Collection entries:
━━━━━━

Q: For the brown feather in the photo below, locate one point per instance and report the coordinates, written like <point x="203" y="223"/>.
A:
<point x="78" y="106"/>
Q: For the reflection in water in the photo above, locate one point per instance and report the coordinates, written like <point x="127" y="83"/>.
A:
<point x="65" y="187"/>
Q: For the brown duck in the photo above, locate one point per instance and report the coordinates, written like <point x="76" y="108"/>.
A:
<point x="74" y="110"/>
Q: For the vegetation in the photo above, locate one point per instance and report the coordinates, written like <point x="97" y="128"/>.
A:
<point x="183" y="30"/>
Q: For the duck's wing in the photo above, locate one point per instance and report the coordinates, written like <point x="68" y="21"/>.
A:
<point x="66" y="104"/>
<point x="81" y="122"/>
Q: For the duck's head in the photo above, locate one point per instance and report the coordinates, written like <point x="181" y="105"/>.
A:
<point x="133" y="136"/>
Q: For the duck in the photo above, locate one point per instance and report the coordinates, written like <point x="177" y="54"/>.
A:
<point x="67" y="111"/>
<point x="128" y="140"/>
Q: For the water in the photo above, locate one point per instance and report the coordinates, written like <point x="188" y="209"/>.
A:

━━━━━━

REQUIREMENTS — Present every line above as a Markdown table with the columns Row and Line, giving each line a row number and omitting the blank lines.

RESPONSE BELOW —
| Row | Line |
|---|---|
| 1 | Q: For the brown feather in the photo below, locate one point per instance and report the coordinates, written like <point x="203" y="223"/>. |
| 2 | A: |
| 3 | <point x="78" y="106"/> |
| 4 | Q: For the reflection in water in the photo above, locate one point per instance and report the coordinates, written like <point x="127" y="83"/>. |
| 5 | A: |
| 6 | <point x="65" y="187"/> |
| 7 | Q: For the brown duck in the photo above, locate one point per instance and report the coordinates, written like <point x="76" y="108"/>. |
| 8 | A: |
| 9 | <point x="74" y="110"/> |
| 10 | Q: For the vegetation in the photo above, locate one point per instance and report the coordinates, written like <point x="97" y="128"/>. |
| 11 | A: |
| 12 | <point x="183" y="30"/> |
| 13 | Q: For the duck's wing in the photo above, locate one point per instance and report the coordinates, written like <point x="68" y="21"/>. |
| 14 | A: |
| 15 | <point x="66" y="104"/> |
| 16 | <point x="81" y="122"/> |
| 17 | Q: For the duck's head in the photo above, locate one point per instance and report the coordinates, written like <point x="181" y="105"/>. |
| 18 | A: |
| 19 | <point x="133" y="136"/> |
| 20 | Q: For the duck in the photo above, locate one point per instance and report the coordinates, written like <point x="177" y="54"/>. |
| 21 | A: |
| 22 | <point x="67" y="111"/> |
| 23 | <point x="128" y="140"/> |
| 24 | Q: For the water in the photo above, locate one point per instance and report the coordinates, written like <point x="188" y="209"/>. |
| 25 | A: |